─── Selected text

It’s also worth visiting Ashton’s new Adieu Bonjour bookstore which opened in August 2023. It is the brainchild of Rachel Signer, author of You Had Me at Pét-Nat and creator of natural wine label Cleopatra Wines. The carefully curated selection of literary fiction, literary nonfiction, cookbooks and drinks books, children’s books, and magazines is thrilling.

Next, head to Ashton Hills Vineyard’s cellar door for stunning Pinot Noir served in an intimate, character and corrugated iron-packed building (endearingly shed-like) perched on the ridge just below the Mount Lofty summit. Want more liquid gold? Lofty Valley Estate is becoming increasingly well-known for award-winning Chardonnay. The high-altitude cellar door (completed late 2022) has a welcoming feel, with lofty views to match the name. There’s potential for retail therapy here, too. Co-owner and fibre artist Lani Ramsey’s artisan hand-spun textile creations are available onsite, too.

For lovers of sparkling wine, Piccadilly Valley’s Tapanappa Wines is a great place to start. The winery and cellar door’s driveway passes the famous The Tiers Vineyard, planted in 1979 by wine industry pioneer Brian Croser who paved the way for the region we know and love today. The cellar door serves spectacular Tapanappa and DAOSA drops, including the stunning DAOSA Blanc de Blanc and DAOSA Natural Réserve.

It wouldn’t be a Hills jaunt without stopping at a roadside stall or farmgate for fresh produce. Steer the wheels toward Springwood Farm Berries which reopens in October after a short seasonal break. Here, it’s all about berries. The raspberry sorbet is a must.

All Hills townships exude charm but Uraidla literally oozes community vibes. Make time to visit the new Wotton Family Wines cellar door, a sweet little gem overlooking the Wotton family’s cherry orchards. Their wine range includes a Chardonnay, Pinot Noir, Pinot Rosé, Pinot Gris and a Sparkling Rose (made from hand-picked Pinot grapes) created by industry legend Brian Croser. Hot tip: When the weather is friendly, the pod is great for an outdoor tipple.

Another drawcard to Uraidla is the food. There’s so much to choose from. From character-packed The Uraidla Hotel for everything from breakfast to baked Onkaparinga camembert, to a memorable Chicken Bacon Parmy. Craving pizza? Lost in a Forest is the ticket. The wine bar-meets-restaurant serves creative wood oven pizzas (think bahn mi pizza) made with local ingredients. Try the Forest Fronds creation for a pizza that screams of place (confit garlic, pickled fennel, Nino’s sausage, fennel fronds, chambers gully foraged fennel pollen, and Chucks Hot Chilli-infused Honey. For some of the best baked goods in the state, The Uraidla Bakery is a hot spot. The bread is particularly coveted due to the old-world baking techniques used when making it.

Love having your finger on the proverbial food pulse? Continue driving to Les Deux Coqs, the latest addition to Stirling. What started as a market stall is now a thriving business serving authentic French fare. Find it in Stirling’s laneways. The croissants and selection of pate croute are particularly delectable. Patch Kitchen & Garden is also a great place to settle in for a meal (especially if you love pasta) or cocktail in the leafy courtyard (hidden at the rear). The sweet little restaurant recently won Best New SA Restaurant in the 2023 Gourmet Traveller Restaurant Awards.

──────

◆ Work to be completed ◆
Reproduce the passage of the Hills travel text from "For lovers of" to "sorbet is a must.", substituting "gelato" for "sorbet".

─── Record set

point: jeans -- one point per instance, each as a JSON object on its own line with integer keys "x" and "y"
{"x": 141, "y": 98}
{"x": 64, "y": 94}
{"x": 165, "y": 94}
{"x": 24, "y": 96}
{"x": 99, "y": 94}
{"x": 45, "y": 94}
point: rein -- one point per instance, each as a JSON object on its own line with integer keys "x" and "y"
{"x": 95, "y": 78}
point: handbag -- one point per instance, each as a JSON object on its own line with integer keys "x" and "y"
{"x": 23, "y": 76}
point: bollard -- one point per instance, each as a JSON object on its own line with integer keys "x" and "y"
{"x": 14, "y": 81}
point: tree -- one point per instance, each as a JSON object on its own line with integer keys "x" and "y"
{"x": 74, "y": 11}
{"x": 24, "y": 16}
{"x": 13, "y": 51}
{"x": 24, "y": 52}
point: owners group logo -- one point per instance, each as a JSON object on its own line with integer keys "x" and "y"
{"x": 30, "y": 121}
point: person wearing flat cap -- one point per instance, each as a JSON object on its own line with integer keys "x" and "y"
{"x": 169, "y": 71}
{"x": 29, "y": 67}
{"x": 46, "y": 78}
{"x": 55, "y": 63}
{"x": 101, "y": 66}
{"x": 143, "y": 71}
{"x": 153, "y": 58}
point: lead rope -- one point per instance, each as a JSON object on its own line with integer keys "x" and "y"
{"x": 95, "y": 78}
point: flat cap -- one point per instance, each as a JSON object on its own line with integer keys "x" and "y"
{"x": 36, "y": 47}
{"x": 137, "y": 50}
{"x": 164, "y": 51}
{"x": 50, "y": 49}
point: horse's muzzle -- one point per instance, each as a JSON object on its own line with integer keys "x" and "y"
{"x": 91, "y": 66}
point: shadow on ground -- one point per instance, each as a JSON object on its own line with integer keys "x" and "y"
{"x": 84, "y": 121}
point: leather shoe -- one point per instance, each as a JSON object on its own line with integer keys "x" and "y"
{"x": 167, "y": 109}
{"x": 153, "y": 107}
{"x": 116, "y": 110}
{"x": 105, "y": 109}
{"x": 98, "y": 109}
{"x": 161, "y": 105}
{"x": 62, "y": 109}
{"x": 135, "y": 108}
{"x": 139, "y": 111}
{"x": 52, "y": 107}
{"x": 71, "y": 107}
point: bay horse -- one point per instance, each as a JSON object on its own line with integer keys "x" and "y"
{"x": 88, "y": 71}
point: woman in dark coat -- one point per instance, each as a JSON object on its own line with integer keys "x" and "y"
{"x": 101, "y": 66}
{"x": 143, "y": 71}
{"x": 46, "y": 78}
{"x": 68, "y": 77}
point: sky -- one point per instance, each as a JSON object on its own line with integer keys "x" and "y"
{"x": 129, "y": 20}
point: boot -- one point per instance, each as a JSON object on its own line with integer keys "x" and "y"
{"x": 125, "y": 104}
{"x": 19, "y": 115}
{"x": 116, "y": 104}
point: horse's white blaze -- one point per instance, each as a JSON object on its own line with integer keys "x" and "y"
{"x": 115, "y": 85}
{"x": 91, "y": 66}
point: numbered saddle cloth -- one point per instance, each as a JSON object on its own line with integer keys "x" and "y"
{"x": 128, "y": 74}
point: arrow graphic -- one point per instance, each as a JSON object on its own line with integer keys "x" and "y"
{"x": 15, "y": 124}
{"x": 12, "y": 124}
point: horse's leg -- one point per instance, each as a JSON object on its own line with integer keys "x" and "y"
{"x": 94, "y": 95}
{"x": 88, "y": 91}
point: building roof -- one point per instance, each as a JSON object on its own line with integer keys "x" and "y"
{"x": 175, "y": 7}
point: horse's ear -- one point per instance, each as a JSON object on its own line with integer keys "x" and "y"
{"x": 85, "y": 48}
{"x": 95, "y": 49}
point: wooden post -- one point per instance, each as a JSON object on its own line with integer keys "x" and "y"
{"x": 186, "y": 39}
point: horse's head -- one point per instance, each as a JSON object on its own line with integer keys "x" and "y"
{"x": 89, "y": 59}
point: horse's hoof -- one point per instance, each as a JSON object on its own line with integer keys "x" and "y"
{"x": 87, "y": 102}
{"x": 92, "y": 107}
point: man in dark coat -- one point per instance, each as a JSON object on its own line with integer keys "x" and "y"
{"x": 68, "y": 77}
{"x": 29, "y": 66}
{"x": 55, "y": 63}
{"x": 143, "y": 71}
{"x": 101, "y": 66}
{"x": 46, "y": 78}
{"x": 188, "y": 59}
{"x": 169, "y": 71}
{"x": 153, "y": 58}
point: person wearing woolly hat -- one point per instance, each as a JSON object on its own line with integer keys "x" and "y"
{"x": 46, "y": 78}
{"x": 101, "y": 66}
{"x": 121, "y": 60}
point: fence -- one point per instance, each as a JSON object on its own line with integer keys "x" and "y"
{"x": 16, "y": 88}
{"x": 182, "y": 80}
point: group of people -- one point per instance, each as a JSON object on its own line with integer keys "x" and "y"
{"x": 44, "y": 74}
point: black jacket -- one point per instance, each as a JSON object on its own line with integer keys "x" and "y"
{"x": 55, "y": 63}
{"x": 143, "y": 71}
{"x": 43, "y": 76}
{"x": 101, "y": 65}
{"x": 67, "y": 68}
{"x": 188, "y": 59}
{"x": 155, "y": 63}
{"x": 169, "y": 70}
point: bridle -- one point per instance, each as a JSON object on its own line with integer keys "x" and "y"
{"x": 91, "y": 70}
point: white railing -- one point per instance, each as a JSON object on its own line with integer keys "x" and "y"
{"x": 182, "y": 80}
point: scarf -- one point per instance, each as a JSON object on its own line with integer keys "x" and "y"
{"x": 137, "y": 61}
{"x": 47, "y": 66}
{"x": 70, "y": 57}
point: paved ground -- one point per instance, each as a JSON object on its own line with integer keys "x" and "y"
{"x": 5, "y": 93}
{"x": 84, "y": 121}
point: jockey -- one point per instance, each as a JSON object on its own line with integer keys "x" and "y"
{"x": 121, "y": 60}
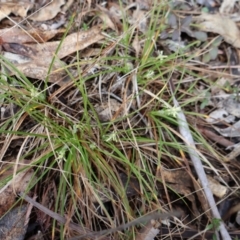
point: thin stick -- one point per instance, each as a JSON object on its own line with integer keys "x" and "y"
{"x": 193, "y": 153}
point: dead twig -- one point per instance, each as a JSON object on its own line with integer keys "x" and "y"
{"x": 194, "y": 155}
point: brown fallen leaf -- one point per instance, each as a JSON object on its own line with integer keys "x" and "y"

──────

◆ Result of this exercise ◆
For lovers of sparkling wine, Piccadilly Valley’s Tapanappa Wines is a great place to start. The winery and cellar door’s driveway passes the famous The Tiers Vineyard, planted in 1979 by wine industry pioneer Brian Croser who paved the way for the region we know and love today. The cellar door serves spectacular Tapanappa and DAOSA drops, including the stunning DAOSA Blanc de Blanc and DAOSA Natural Réserve.

It wouldn’t be a Hills jaunt without stopping at a roadside stall or farmgate for fresh produce. Steer the wheels toward Springwood Farm Berries which reopens in October after a short seasonal break. Here, it’s all about berries. The raspberry gelato is a must.